*** Supplied records Section Begins ***

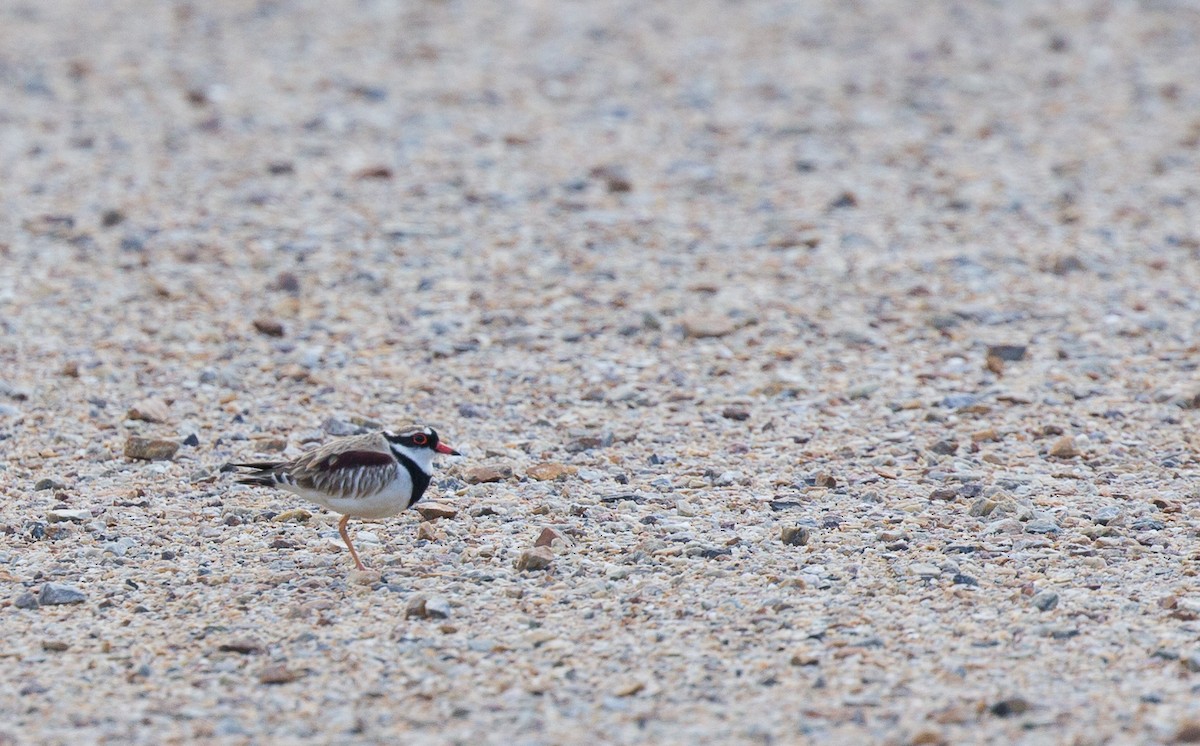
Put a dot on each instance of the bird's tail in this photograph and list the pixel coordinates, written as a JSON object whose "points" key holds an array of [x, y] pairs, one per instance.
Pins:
{"points": [[265, 473]]}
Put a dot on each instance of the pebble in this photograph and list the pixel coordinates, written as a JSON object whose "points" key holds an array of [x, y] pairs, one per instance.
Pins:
{"points": [[55, 594], [729, 479], [982, 507], [547, 537], [427, 531], [64, 515], [925, 570], [433, 510], [547, 471], [795, 535], [294, 515], [27, 601], [1065, 447], [538, 558], [279, 673], [1045, 600], [147, 449], [341, 428], [427, 607], [270, 328], [120, 547], [243, 645], [484, 474], [701, 326], [1011, 707], [945, 447], [1008, 353], [1042, 527], [150, 410]]}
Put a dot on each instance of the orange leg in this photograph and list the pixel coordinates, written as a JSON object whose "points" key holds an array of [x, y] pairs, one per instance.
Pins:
{"points": [[346, 537]]}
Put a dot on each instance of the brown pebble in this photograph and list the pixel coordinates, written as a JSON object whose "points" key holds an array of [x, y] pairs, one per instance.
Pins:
{"points": [[823, 479], [539, 558], [1187, 733], [547, 537], [628, 689], [271, 328], [279, 673], [1065, 447], [550, 471], [295, 515], [373, 172], [415, 607], [702, 326], [479, 475], [149, 410], [432, 511], [149, 449], [736, 413], [928, 738], [615, 176], [243, 645], [795, 535]]}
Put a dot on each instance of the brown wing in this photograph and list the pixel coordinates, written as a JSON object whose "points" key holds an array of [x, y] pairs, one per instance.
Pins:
{"points": [[353, 459], [347, 474]]}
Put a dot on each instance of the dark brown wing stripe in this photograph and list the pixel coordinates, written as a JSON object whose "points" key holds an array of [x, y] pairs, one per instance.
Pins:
{"points": [[354, 459]]}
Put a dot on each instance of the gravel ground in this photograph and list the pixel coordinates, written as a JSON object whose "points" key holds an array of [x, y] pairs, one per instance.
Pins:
{"points": [[840, 358]]}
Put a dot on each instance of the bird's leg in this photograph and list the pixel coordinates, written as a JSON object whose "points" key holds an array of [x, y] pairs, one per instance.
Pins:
{"points": [[346, 537]]}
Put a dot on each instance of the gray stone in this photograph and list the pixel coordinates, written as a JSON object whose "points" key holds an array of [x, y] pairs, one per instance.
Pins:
{"points": [[64, 515], [27, 601], [55, 594], [421, 606], [340, 428], [1045, 600], [1042, 525], [532, 560], [149, 449], [795, 535], [1008, 353]]}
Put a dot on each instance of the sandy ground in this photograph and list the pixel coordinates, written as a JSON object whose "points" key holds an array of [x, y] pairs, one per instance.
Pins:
{"points": [[847, 352]]}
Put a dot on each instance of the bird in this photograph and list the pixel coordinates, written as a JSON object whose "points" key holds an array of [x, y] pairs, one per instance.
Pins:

*** Supplied records Section Ends ***

[What needs to be done]
Restate each line of the records exactly; pictures do not belong in the copy.

[Solution to this problem]
Put a dot on each instance of the bird's tail in this photograph and list the pixel coordinates, written as a JSON object whose "points" key holds an array of [x, y] pairs, one per instance.
Pins:
{"points": [[265, 473]]}
Put a dot on each instance of the pebble in this photograph and list the pixel coordinates, written as a JSON object whose "points" key holds an array of [x, y] pairs, one per instance.
Pins:
{"points": [[55, 594], [729, 479], [982, 507], [547, 537], [427, 531], [64, 515], [925, 570], [433, 510], [547, 471], [795, 535], [294, 515], [27, 601], [1065, 447], [538, 558], [279, 673], [1045, 600], [147, 449], [341, 428], [427, 607], [270, 328], [120, 547], [243, 645], [484, 474], [701, 326], [1011, 707], [945, 447], [1008, 353], [1042, 527], [150, 410]]}
Put a dot on each instance of the orange leg in this photograph and list the pixel coordinates, written as a JSON object whose "points" key holds an array of [x, y] pairs, one per instance.
Pins:
{"points": [[346, 537]]}
Put a dot on each instance of the brown pebble in this photograph and list the pixel coordinates, written as a JSON object whose "points" key holds an array of [x, y] pairs, one per instance.
Pins:
{"points": [[823, 479], [539, 558], [1187, 733], [547, 537], [628, 689], [271, 328], [279, 673], [1065, 447], [550, 471], [295, 515], [373, 172], [415, 607], [702, 326], [479, 475], [149, 410], [432, 511], [149, 449], [736, 413], [928, 738], [615, 176], [243, 645], [795, 535]]}
Put a dot on each instance of the brown wing in this photograph and list the pixel coordinates, written as a JSON object whose "points" key holds an array of [x, y] pairs, one per instance.
Pins:
{"points": [[353, 459], [347, 474]]}
Put a dot on each instance of the dark brown wing stripe in this photograph and list the pixel coordinates, written as a JSON object whose "points" key holds an array of [x, y] pairs, one per instance.
Pins:
{"points": [[354, 459]]}
Put a dot on each instance of the gravel ground in this photograph and list the pixel coordinates, written as a JSON object whose "points" key holds an array of [x, y] pairs, one per instance.
Pins:
{"points": [[840, 358]]}
Put a dot on each instance of the bird's leg in this photograph and list the pixel coordinates, written as a JSON object whose "points" key holds an array of [x, y] pairs, one per instance.
Pins:
{"points": [[346, 537]]}
Put a dot on each instance of the gray stone in this photograph and list the pixel coordinates, written as a JSON object whose "points" key holds an array of [x, y] pairs, one per instance.
Pins:
{"points": [[64, 515], [27, 601], [55, 594], [421, 606], [340, 428], [1045, 600], [1042, 525], [532, 560], [149, 449], [795, 535], [1008, 353]]}
Put a dot on each instance of the sandy ground in this photograph and list the pixel coordinates, written as a JSON object whose "points" key holds an array of [x, y] pairs, one per instance.
Pins:
{"points": [[847, 352]]}
Put a dot on each instance of the bird in this photograph and list the pixel coordinates, written as a JSON object whose "points" key holds an array of [x, y] pairs, one per instance.
Pins:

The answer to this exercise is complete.